QUESTIONS TO ANSWER
• A. In the fellow profiles, what position does Harris-McCray hold at the University of Tennessee Foundation?
• B. Condense the paragraph of the fellow profiles beginning "Dale’s dissertation investigates" into a short bulleted list that keeps its main facts.
• C. Duplicate the fellow profiles from "Harris-McCray’s dissertation, informed" up to and including "organizations and agencies.".

EXCERPT TO READ
============

Harris-McCray’s dissertation, informed by research as well as a decade of personal and professional experience, has led her to the premise that Women of Color, in particular African American women, are often ignored and overlooked for their philanthropic potential. Her research demonstrates that diverse voices are missing from the perspectives of many organizations and agencies.

Harris-McCray is the executive director of development and alumni communications at the University of Tennessee Foundation. She was most recently selected as a participant in “Living Systems Leadership: Cultivating Women’s Leadership,” a weeklong intensive retreat in New Mexico.

Lauren Dula

Public and Nonprofit Management
Indiana University Bloomington
2017 Fellow

Dula’s dissertation explores how the gender composition of grant-making nonprofit boards of directors and executive leadership shape the organization’s performance. The U.S. nonprofit sector has a majority of female identifying employees, however board membership and executive leadership of nonprofit organizations still skews towards men. Social relationships are embedded in organizational operations both internally and externally. However, the impact of gender composition of boards has not been investigated in nonprofit organizations to the same degree as it has for for-profit institutions.

Amanda Koch

Indiana University Bloomington
2016 Fellow

Koch’s research follows the history of the gospel rescue missions and the men and women who ran then from their start in the 1870s through 1980. Her dissertation explores how religious ideas about gender roles, such as the emphasis on women’s submission to men, have shaped women’s responsibilities in philanthropic institutions. Such historical, long-term studies are vital to showing how ordinary women shaped American philanthropy.

Elizabeth Dale

Philanthropic Studies
2015 Fellow

Dale’s dissertation investigates the philanthropic practices of same-sex couples, including their motivations for giving and how couples make philanthropic decisions as part of the household economy. As most existing research has focused almost exclusively on heterosexual couples, Dale’s research contributes new insights into how an under-researched population engages in philanthropy.

============

(Referring expression data)

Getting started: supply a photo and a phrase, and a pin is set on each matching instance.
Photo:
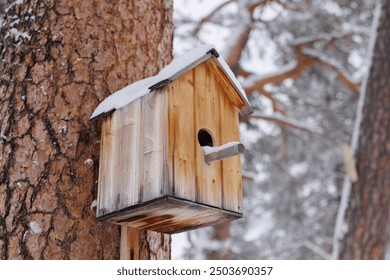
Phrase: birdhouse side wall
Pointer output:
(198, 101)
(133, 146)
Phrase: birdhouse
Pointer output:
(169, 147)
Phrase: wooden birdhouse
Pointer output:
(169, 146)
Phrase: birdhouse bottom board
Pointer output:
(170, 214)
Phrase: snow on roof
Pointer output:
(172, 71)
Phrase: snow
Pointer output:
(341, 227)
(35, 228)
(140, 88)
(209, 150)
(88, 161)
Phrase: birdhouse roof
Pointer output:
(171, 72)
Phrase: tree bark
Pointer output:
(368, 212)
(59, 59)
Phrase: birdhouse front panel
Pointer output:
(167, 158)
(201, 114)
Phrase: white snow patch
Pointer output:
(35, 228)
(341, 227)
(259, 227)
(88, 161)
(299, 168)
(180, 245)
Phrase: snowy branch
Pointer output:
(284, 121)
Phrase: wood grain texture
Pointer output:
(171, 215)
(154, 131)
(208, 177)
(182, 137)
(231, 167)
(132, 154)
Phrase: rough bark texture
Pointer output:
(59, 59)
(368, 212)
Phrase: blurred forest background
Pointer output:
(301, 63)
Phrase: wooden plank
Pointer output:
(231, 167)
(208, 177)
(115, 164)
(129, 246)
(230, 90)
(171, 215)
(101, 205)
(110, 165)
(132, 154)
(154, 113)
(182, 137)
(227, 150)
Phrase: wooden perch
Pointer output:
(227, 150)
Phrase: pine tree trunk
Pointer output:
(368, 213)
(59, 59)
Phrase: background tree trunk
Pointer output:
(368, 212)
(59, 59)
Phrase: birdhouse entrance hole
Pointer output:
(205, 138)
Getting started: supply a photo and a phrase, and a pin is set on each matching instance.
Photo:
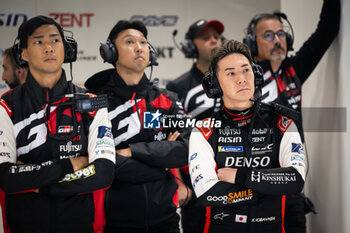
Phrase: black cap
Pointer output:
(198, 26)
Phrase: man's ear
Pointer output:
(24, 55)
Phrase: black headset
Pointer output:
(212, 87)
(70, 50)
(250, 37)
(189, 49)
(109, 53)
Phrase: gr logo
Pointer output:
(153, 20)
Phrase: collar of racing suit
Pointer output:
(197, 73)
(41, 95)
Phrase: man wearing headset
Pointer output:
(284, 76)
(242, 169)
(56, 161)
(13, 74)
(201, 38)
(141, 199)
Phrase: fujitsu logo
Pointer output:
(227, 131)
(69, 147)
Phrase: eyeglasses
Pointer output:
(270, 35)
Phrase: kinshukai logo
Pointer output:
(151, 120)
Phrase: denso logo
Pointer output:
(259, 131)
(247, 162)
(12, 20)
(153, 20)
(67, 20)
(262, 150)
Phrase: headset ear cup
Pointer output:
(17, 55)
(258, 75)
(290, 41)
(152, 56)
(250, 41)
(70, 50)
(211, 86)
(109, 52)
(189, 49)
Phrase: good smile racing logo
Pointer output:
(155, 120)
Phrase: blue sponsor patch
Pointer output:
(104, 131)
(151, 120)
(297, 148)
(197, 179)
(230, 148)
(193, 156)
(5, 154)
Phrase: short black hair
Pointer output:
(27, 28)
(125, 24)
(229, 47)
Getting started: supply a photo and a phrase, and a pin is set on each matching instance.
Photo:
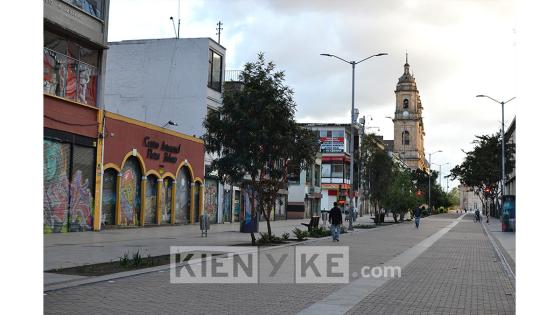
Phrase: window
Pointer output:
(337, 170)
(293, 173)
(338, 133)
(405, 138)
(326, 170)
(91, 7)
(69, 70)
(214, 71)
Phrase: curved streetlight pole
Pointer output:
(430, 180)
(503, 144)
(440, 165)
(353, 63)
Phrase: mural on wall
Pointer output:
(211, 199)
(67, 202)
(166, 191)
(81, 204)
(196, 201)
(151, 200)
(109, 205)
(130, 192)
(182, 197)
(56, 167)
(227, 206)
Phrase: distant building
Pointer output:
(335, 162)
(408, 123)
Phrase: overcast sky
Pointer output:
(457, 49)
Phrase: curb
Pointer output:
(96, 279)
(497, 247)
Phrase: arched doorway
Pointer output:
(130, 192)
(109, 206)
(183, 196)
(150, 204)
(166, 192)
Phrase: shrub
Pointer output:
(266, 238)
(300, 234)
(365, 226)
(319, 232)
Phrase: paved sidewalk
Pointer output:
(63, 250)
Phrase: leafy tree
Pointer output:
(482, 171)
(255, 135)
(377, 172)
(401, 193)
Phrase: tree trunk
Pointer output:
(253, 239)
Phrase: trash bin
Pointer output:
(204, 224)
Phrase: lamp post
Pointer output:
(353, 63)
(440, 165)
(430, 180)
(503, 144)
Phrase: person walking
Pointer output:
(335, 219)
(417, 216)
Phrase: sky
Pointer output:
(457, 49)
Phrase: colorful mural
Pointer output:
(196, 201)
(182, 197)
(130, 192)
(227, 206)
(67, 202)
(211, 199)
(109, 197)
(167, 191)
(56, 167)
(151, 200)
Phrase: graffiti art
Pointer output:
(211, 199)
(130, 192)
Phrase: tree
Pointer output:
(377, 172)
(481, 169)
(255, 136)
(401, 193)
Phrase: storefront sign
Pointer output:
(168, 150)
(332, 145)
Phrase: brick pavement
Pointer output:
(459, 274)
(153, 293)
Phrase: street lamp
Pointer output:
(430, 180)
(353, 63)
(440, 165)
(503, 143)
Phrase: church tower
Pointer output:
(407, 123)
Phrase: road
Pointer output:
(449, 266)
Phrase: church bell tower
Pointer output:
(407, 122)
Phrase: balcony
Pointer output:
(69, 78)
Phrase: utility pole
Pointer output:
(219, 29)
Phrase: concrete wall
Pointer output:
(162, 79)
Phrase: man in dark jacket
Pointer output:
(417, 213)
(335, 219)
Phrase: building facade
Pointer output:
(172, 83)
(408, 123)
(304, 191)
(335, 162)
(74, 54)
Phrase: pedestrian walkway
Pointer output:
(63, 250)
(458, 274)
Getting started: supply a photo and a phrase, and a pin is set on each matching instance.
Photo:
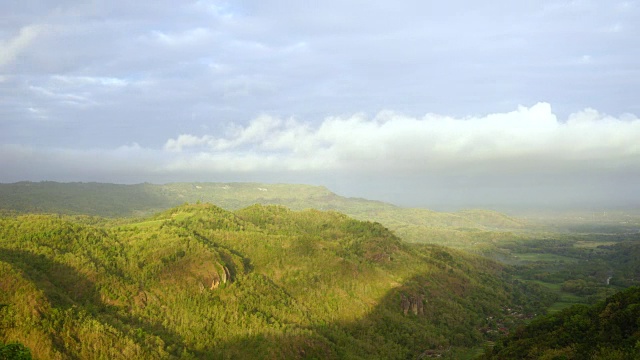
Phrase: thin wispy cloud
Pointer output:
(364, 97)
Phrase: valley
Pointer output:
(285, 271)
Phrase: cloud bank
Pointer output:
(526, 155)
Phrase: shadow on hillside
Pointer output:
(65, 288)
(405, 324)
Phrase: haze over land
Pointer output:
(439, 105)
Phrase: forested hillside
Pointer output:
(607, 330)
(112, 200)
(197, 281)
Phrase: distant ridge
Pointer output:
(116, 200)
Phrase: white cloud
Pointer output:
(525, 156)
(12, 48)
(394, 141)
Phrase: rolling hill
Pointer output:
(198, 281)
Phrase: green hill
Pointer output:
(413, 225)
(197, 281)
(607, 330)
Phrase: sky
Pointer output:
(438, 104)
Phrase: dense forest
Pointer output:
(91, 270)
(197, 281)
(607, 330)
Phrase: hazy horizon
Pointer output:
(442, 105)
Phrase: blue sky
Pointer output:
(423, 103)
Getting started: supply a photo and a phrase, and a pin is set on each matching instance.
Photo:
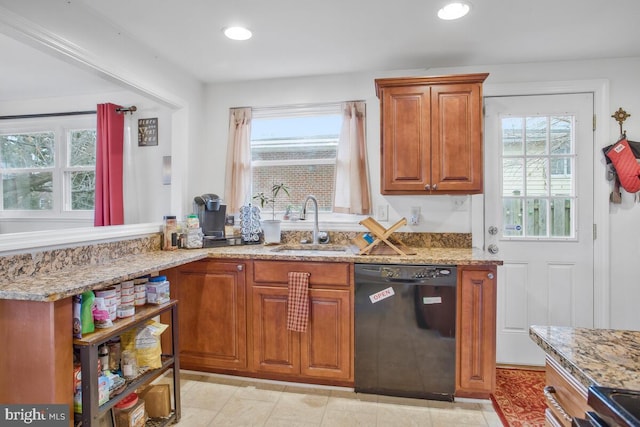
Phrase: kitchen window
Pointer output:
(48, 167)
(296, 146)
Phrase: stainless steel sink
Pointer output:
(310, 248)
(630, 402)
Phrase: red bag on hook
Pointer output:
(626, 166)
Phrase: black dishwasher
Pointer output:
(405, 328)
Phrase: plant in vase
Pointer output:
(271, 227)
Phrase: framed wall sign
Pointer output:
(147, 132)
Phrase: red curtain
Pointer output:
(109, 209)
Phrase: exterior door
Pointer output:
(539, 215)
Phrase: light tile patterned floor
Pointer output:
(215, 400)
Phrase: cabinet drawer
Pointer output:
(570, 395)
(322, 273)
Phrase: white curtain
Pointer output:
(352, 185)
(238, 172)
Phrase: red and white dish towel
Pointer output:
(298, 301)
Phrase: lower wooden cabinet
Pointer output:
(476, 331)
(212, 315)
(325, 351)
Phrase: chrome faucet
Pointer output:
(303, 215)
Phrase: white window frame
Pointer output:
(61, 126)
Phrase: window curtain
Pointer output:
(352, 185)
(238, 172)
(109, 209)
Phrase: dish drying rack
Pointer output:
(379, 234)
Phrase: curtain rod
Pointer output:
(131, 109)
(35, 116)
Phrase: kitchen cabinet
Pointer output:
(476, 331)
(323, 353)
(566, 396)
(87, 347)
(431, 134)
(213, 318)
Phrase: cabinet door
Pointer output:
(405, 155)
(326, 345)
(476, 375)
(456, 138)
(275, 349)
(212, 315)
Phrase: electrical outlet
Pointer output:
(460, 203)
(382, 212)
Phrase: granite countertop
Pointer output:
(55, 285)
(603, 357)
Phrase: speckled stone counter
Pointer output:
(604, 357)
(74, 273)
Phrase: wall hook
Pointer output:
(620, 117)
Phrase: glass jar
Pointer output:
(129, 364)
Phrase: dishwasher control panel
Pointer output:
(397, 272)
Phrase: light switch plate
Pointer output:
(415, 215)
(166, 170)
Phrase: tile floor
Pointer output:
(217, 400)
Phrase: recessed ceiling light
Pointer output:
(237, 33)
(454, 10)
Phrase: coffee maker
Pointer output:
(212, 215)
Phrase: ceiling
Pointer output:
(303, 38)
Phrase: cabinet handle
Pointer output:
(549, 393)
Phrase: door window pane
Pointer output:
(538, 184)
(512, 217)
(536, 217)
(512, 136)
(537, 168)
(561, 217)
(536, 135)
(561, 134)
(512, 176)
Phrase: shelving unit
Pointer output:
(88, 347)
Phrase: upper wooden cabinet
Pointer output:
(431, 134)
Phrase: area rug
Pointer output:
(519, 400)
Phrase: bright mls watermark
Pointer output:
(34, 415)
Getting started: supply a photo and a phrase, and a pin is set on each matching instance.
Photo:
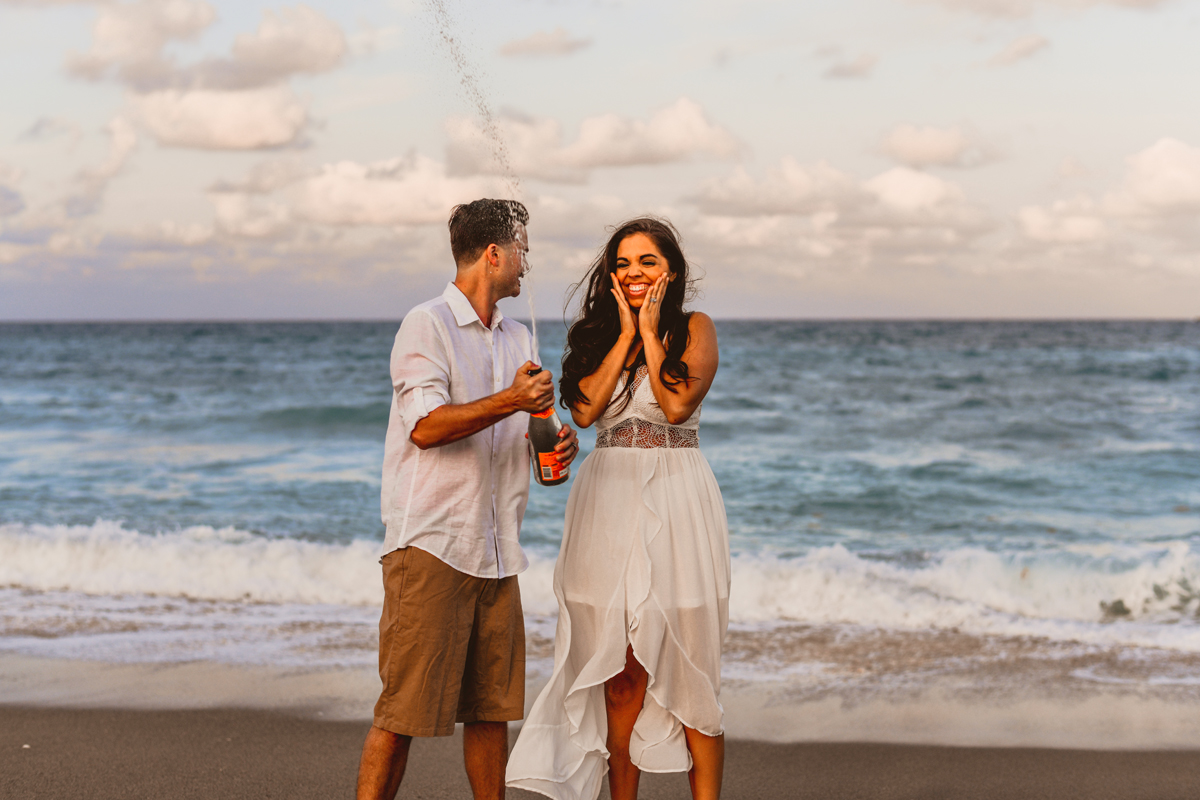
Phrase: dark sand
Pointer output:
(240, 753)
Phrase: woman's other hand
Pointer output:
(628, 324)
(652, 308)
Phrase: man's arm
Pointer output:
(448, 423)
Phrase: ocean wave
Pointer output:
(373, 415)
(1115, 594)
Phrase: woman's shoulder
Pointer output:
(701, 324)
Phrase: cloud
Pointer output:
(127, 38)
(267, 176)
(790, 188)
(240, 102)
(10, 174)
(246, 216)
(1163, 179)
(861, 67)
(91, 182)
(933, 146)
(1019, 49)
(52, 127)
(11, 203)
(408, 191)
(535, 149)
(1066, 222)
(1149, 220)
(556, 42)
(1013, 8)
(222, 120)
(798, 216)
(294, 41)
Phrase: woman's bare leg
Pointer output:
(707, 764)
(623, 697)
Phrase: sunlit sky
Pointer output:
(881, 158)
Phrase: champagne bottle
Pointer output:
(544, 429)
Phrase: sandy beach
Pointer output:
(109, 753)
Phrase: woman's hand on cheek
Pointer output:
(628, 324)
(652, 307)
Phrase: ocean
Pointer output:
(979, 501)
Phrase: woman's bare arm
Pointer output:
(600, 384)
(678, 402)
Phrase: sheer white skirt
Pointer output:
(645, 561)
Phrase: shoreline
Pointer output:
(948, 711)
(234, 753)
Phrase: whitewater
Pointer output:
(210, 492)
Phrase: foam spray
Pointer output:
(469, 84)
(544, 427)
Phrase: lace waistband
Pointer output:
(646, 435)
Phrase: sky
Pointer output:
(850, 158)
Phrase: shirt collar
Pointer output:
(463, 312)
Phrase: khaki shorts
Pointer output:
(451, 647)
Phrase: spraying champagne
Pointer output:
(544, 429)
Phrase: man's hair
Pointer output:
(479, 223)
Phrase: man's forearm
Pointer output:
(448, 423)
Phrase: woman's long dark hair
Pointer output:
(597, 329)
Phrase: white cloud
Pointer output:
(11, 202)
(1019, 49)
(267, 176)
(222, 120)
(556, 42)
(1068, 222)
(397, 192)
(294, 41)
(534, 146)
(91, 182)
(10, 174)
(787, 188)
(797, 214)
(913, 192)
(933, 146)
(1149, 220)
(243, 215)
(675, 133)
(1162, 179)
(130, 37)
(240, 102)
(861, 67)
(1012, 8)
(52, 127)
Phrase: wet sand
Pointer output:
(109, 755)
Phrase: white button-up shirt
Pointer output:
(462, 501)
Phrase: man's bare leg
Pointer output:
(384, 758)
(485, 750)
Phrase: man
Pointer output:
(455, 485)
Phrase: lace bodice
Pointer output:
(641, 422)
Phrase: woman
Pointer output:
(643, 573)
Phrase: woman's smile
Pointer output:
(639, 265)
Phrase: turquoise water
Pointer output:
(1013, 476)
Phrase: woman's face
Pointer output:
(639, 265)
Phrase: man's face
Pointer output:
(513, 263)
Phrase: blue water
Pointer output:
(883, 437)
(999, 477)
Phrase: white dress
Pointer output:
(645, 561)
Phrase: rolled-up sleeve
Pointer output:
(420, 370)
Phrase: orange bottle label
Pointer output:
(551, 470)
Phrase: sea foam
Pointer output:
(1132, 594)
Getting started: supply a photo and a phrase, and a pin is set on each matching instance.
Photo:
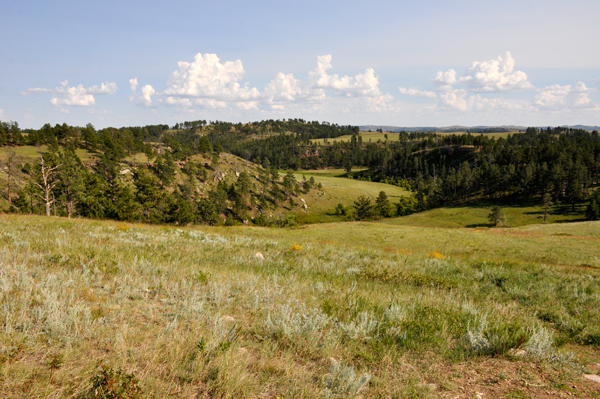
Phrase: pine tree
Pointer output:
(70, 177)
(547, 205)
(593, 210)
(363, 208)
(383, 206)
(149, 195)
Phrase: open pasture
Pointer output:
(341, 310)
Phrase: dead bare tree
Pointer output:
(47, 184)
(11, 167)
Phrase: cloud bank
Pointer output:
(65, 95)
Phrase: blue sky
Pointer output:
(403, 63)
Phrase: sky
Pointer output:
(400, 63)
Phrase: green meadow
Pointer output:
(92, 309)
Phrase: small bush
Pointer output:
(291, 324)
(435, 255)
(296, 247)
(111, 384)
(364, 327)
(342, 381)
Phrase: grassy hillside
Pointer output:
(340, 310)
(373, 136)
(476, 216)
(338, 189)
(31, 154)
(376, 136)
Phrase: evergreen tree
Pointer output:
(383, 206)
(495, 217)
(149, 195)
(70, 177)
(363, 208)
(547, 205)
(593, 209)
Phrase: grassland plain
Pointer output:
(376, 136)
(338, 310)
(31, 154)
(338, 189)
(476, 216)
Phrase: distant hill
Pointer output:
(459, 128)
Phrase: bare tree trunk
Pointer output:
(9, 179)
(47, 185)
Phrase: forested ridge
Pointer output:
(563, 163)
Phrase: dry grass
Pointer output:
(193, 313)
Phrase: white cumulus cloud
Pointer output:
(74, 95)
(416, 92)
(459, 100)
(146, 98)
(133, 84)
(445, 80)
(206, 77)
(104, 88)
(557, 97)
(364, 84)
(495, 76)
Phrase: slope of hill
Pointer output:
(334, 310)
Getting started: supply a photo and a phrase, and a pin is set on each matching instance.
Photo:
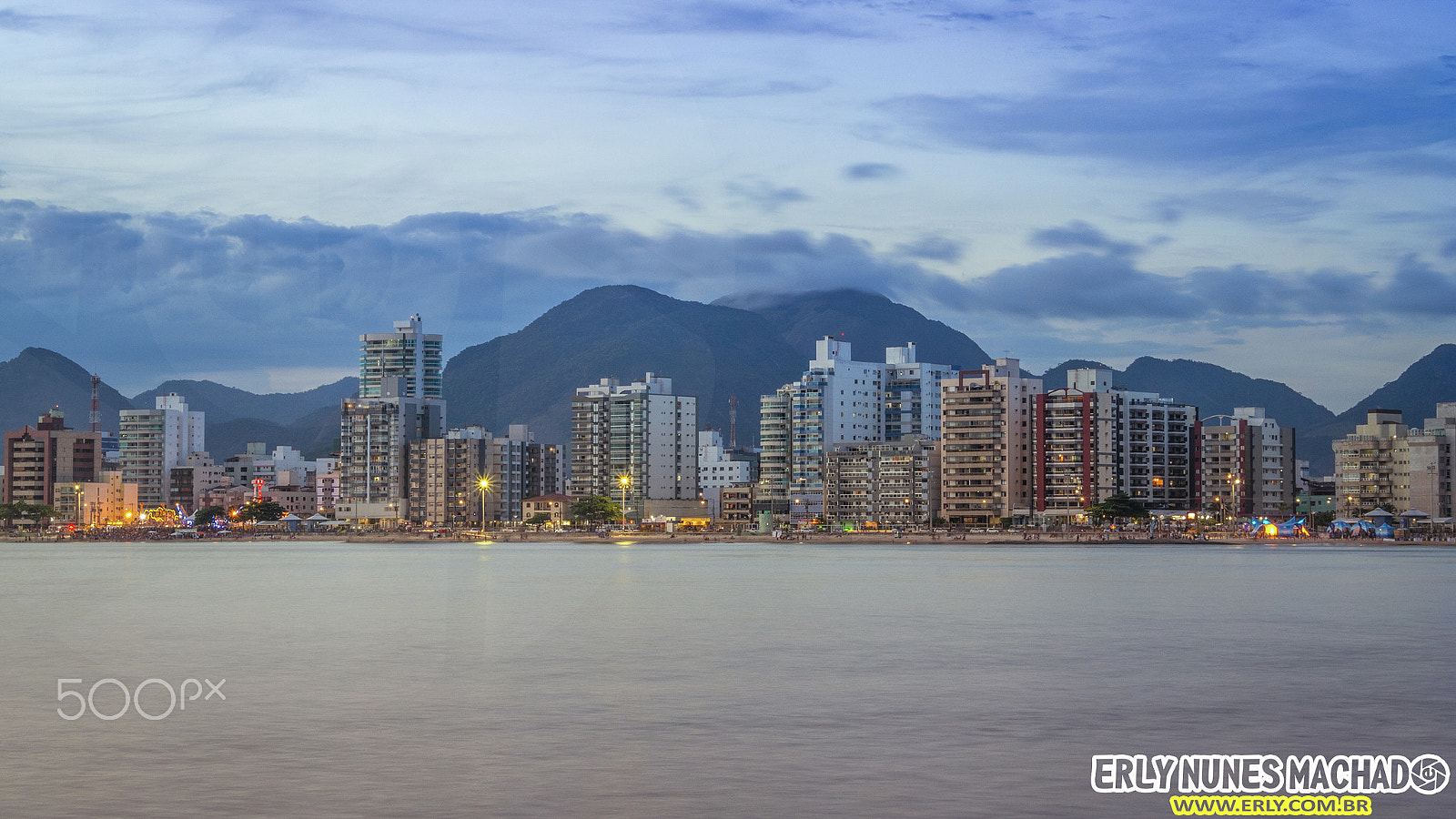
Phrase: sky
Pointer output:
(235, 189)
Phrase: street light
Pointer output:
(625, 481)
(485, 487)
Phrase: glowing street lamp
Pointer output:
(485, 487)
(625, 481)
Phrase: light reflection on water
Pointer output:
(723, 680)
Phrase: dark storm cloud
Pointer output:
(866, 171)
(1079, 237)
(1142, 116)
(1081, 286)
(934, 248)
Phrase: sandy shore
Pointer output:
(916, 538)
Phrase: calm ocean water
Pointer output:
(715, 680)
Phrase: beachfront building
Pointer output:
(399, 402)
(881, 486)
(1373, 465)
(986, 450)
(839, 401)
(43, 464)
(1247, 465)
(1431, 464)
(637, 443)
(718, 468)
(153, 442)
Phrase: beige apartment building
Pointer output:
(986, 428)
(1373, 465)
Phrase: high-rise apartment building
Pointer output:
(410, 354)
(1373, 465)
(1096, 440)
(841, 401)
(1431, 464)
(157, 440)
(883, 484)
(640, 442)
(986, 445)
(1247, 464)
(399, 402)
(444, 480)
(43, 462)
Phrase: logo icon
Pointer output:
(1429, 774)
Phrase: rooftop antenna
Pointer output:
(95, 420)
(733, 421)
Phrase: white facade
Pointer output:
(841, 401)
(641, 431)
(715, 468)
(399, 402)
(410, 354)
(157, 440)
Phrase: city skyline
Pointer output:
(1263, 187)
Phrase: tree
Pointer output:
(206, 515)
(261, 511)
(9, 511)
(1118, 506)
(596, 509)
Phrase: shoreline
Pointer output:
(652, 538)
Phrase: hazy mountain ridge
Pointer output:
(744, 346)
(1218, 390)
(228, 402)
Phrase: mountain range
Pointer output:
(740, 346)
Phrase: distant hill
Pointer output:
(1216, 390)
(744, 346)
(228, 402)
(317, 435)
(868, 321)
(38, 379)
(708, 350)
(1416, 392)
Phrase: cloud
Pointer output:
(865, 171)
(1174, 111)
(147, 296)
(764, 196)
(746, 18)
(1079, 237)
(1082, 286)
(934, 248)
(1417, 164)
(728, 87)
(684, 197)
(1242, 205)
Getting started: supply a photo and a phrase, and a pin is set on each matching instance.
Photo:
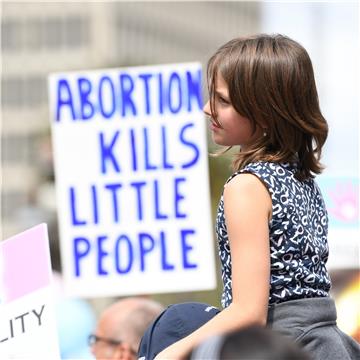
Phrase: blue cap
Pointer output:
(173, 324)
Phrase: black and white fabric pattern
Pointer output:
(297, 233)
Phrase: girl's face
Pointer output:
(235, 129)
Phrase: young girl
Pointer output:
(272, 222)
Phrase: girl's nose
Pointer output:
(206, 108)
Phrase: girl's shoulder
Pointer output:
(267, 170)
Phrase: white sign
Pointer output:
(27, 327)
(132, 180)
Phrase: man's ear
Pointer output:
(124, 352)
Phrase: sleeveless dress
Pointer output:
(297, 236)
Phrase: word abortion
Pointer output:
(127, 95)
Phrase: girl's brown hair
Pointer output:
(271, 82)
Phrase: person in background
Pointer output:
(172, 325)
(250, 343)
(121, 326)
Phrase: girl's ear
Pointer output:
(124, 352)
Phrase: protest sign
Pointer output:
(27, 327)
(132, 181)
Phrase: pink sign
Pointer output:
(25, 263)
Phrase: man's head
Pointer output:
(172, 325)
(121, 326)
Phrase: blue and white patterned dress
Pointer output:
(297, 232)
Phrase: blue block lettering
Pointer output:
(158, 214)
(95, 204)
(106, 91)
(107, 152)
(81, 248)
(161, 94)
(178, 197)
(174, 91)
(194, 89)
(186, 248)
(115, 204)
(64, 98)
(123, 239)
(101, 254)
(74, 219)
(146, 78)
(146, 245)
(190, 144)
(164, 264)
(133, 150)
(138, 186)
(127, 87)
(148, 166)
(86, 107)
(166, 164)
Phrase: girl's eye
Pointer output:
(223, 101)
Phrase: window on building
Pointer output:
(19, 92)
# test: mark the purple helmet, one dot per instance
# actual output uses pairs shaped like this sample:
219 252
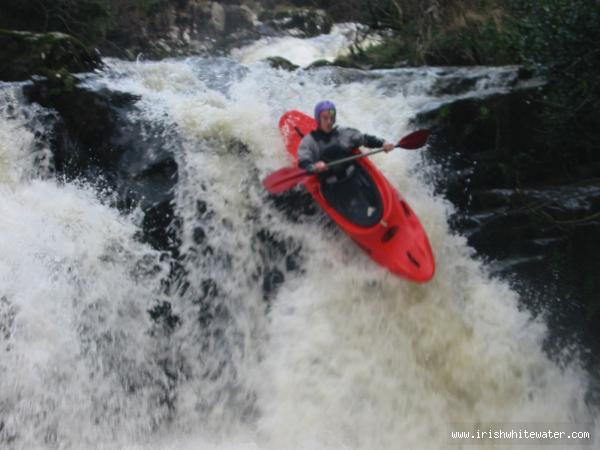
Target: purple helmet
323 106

============

SOLUTIONS BY TASK
• A. Executive director of development and alumni communications.

• B.
- Studies the philanthropic practices of same-sex couples.
- Looks at their motivations for giving.
- Examines how couples make philanthropic decisions within the household economy.
- Existing research has focused almost only on heterosexual couples.
- Offers new insights into how an under-researched population takes part in philanthropy.

• C.
Harris-McCray’s dissertation, informed by research as well as a decade of personal and professional experience, has led her to the premise that Women of Color, in particular African American women, are often ignored and overlooked for their philanthropic potential. Her research demonstrates that diverse voices are missing from the perspectives of many organizations and agencies.